Instruction
Count the lines in the entries below that contain the word "table", matching case exactly, and reply with only that number.

Input for this task
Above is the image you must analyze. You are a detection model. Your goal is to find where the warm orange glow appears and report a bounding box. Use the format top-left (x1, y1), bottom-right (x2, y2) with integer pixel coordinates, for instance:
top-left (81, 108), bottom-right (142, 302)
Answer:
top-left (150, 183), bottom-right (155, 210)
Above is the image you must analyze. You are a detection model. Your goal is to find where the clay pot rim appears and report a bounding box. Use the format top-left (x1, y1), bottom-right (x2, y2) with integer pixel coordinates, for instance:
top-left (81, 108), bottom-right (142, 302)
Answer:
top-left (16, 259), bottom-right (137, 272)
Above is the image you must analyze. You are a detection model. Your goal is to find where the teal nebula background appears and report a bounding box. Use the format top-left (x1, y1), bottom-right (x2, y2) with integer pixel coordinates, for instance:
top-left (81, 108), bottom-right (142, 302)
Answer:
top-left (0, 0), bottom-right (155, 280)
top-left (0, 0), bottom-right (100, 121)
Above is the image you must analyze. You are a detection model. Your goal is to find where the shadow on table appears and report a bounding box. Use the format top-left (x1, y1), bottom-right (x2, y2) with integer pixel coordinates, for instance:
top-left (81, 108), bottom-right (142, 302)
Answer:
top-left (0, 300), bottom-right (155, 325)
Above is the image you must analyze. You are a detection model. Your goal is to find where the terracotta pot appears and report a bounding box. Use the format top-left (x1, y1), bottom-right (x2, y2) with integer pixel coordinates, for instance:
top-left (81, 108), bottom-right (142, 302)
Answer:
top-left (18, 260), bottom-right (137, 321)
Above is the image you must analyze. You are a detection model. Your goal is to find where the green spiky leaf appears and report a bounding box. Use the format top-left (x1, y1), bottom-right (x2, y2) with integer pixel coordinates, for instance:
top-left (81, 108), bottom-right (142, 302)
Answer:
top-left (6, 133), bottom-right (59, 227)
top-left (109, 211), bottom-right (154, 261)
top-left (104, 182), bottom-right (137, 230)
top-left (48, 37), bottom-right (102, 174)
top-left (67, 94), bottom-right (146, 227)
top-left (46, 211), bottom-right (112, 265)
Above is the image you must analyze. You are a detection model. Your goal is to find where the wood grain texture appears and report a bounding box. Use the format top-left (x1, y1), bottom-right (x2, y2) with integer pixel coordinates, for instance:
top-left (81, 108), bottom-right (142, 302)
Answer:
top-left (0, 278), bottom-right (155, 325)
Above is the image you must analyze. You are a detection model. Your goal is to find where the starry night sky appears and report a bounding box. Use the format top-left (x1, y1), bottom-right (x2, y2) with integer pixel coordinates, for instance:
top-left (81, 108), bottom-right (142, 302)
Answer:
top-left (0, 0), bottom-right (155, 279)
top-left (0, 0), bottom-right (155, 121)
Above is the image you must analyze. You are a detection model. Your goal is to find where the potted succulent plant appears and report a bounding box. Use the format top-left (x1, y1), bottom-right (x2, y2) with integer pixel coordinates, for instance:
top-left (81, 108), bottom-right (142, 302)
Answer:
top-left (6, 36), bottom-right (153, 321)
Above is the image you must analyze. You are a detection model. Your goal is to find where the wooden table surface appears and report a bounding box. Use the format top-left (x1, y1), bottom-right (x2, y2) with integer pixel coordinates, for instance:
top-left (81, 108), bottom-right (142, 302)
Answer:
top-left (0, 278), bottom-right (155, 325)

Worked answer
2